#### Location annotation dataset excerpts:
|---|
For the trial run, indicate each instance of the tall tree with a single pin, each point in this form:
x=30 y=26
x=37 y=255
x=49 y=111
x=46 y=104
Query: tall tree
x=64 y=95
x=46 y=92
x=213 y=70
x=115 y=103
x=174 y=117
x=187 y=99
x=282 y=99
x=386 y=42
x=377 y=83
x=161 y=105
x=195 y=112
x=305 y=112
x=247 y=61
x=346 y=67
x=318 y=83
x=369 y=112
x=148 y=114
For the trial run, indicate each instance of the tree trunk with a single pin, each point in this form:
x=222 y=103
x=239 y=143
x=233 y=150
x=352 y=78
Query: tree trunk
|---|
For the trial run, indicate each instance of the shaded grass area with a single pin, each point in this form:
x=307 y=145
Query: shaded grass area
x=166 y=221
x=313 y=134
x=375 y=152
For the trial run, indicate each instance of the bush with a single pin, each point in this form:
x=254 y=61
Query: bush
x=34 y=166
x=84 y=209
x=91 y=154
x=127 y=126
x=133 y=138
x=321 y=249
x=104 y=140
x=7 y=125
|---|
#### Task prompt:
Copy the listing above verbatim from the line with "For the trial run, indicate each instance of the tall" to the line with "x=148 y=114", including both of those lines.

#### Solution below:
For the trial run, indicate each instance of the tall tree with a single pin, each point in this form:
x=30 y=26
x=37 y=255
x=49 y=111
x=46 y=104
Query: tall tree
x=64 y=95
x=46 y=92
x=213 y=70
x=115 y=103
x=174 y=117
x=187 y=99
x=282 y=99
x=386 y=42
x=377 y=83
x=161 y=105
x=195 y=112
x=305 y=112
x=247 y=61
x=346 y=67
x=318 y=83
x=369 y=112
x=148 y=114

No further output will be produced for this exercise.